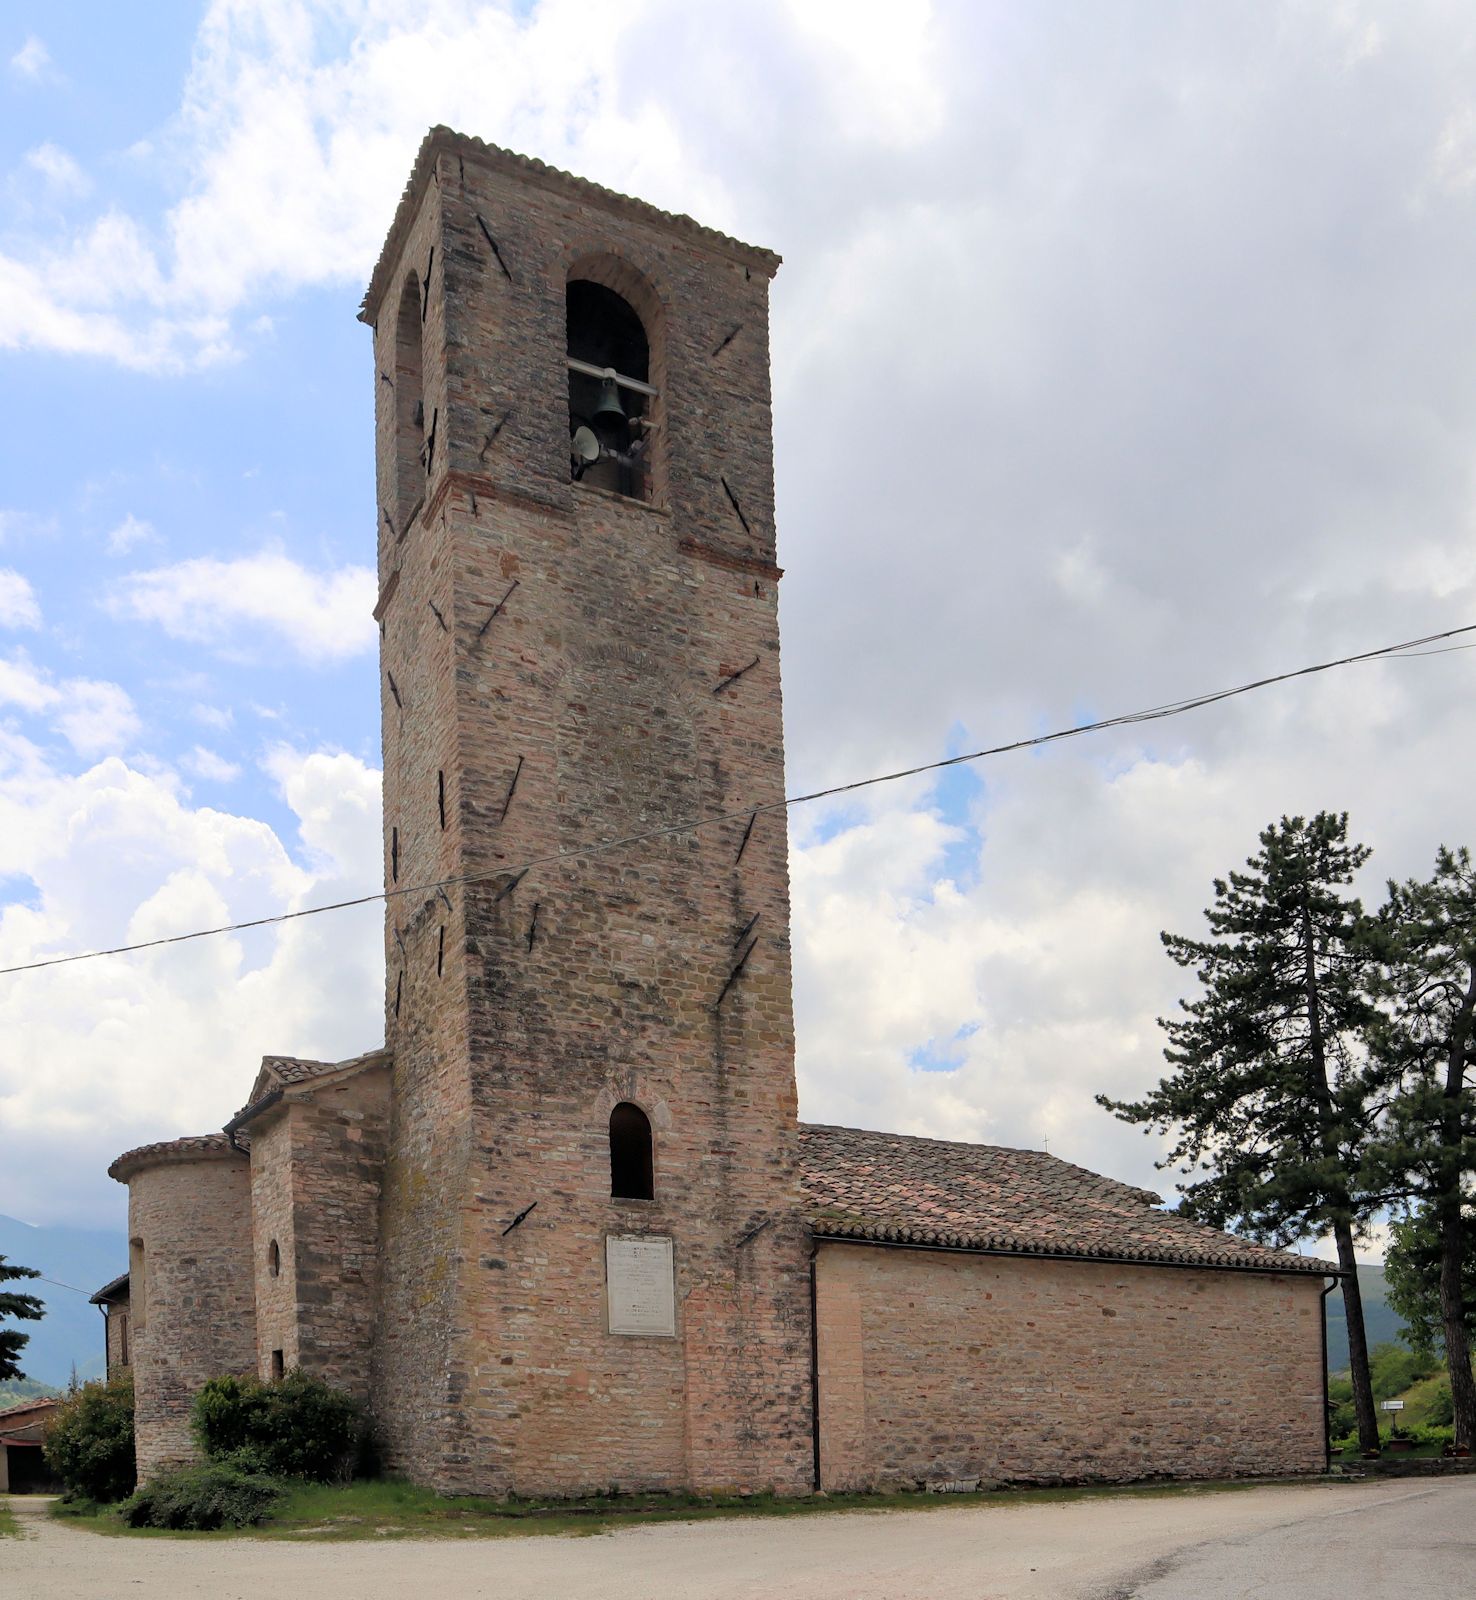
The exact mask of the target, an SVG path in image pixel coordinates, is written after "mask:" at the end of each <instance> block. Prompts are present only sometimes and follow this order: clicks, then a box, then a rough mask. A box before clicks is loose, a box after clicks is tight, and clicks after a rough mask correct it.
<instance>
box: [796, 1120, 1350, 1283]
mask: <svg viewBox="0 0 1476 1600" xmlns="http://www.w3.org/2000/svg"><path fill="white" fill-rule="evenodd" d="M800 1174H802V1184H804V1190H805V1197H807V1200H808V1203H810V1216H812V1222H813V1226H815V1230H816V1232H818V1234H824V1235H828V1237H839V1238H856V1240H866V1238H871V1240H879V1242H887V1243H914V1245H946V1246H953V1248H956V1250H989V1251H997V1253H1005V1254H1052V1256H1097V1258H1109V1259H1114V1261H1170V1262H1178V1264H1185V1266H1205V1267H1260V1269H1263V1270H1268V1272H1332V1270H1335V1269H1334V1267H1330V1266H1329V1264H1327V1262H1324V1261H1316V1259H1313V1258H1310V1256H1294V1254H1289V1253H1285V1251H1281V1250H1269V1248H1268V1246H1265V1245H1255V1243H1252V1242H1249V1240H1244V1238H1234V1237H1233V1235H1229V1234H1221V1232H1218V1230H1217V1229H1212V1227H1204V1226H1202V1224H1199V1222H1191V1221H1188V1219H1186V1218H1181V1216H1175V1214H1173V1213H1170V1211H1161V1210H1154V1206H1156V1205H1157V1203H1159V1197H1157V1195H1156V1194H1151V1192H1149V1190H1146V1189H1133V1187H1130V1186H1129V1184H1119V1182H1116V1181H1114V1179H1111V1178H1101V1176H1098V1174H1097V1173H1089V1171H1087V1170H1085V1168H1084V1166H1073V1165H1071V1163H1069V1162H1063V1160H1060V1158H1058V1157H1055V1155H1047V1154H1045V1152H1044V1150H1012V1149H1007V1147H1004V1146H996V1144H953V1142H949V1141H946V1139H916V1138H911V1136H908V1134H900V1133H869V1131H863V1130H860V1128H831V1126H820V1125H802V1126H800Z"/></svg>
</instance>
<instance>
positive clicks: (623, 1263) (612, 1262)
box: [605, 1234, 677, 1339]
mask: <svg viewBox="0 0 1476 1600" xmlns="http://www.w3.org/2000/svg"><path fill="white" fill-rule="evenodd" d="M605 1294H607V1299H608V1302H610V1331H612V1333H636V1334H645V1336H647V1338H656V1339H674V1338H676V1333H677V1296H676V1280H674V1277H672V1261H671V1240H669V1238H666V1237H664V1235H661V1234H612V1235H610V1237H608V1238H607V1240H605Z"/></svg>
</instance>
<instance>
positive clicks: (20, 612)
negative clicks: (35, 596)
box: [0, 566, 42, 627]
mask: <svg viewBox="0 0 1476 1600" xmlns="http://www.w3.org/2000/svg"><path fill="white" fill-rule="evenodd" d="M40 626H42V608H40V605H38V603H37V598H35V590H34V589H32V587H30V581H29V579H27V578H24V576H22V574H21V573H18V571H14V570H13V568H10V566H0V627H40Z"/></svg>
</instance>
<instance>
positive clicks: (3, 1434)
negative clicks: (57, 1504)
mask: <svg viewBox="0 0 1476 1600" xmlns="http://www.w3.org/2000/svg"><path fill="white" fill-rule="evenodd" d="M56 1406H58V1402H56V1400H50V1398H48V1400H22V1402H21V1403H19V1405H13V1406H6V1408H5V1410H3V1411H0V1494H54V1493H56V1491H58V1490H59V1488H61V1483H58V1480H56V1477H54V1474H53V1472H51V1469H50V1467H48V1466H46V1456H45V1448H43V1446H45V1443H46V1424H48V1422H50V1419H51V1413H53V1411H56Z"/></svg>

────

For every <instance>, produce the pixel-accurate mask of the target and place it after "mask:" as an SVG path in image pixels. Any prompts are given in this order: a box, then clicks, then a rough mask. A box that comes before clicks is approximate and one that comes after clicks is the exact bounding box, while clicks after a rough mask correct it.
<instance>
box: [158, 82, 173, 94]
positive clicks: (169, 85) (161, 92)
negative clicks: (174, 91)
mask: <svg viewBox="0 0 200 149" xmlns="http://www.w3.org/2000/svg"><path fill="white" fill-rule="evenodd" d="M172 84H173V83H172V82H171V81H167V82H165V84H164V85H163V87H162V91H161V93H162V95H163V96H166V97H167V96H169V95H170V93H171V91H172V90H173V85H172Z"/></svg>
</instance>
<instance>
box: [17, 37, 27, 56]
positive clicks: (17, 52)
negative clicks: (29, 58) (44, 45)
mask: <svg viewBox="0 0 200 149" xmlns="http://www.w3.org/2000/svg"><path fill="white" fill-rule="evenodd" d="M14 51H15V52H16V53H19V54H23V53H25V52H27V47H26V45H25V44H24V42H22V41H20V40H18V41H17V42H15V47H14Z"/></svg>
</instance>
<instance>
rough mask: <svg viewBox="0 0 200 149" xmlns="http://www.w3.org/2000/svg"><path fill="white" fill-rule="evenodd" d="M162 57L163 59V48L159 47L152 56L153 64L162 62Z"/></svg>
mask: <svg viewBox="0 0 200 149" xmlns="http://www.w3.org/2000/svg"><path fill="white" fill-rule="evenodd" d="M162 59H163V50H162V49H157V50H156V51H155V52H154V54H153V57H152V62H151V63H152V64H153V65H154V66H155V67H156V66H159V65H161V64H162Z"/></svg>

────

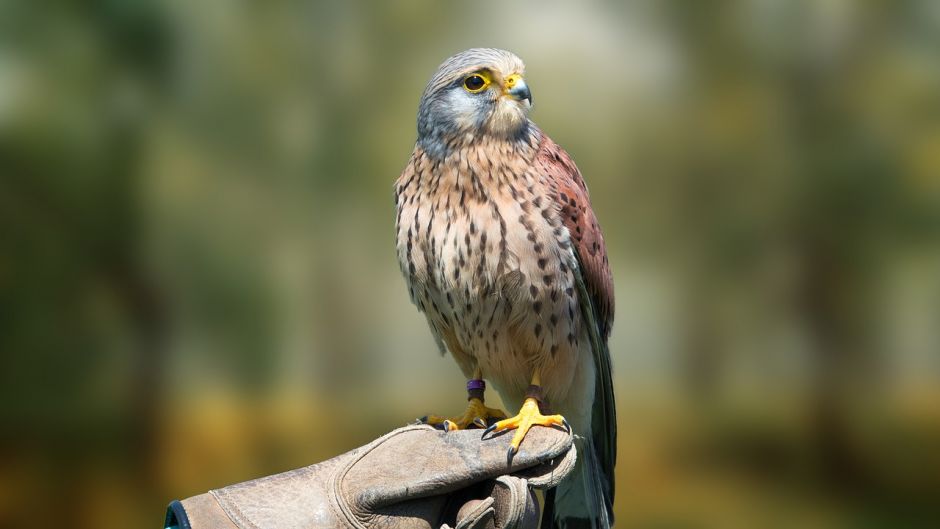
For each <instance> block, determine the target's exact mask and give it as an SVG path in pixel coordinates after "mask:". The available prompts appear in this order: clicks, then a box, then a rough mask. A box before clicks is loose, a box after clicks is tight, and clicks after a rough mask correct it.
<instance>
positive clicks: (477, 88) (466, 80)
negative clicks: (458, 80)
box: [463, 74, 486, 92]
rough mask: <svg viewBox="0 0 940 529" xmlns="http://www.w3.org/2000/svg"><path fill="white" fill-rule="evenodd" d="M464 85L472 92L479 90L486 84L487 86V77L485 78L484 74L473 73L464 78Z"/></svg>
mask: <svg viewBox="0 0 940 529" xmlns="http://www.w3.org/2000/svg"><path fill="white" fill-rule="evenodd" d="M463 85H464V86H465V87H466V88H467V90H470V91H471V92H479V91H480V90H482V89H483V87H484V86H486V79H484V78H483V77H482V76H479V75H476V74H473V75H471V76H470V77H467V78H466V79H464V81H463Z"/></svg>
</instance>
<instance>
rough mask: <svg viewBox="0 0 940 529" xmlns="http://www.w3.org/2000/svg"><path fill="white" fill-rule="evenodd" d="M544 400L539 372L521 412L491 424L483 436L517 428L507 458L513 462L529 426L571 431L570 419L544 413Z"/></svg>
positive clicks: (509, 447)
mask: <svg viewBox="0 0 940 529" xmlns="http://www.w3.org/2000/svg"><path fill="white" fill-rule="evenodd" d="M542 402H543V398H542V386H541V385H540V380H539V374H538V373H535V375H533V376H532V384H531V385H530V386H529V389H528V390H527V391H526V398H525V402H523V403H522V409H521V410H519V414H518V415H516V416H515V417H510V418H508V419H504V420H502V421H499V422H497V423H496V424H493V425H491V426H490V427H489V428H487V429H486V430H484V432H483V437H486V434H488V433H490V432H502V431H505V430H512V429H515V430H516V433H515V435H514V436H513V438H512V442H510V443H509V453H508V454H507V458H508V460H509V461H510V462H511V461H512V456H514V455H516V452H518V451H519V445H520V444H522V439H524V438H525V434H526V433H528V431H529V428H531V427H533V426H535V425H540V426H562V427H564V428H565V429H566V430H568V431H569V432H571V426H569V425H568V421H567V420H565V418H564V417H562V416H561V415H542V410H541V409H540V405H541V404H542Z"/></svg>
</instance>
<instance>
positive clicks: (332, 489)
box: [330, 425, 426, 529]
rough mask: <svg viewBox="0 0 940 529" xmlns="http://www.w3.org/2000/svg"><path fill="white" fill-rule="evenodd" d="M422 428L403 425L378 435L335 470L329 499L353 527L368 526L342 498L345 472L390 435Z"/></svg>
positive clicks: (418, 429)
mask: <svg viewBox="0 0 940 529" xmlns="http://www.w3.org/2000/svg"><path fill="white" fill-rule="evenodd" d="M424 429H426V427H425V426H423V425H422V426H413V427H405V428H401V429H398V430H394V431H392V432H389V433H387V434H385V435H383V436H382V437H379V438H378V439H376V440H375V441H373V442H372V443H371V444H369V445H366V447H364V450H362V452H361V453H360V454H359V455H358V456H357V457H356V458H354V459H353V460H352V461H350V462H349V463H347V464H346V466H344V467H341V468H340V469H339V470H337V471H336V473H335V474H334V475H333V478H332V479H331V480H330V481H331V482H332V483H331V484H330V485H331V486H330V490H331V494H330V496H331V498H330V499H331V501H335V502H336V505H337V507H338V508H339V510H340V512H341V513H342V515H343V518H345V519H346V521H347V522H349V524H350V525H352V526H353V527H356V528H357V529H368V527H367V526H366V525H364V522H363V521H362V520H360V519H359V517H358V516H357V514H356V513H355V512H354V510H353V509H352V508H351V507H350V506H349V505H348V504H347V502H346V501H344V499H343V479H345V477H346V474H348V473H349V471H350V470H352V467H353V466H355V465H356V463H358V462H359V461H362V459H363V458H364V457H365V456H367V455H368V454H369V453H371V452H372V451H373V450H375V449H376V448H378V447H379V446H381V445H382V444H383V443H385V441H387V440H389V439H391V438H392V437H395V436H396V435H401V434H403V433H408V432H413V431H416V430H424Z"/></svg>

────

* [YOUR INSTRUCTIONS]: Give the total number of lines in the entries that contain the word "each", with no other words.

* [SOLUTION TO THIS EXERCISE]: 2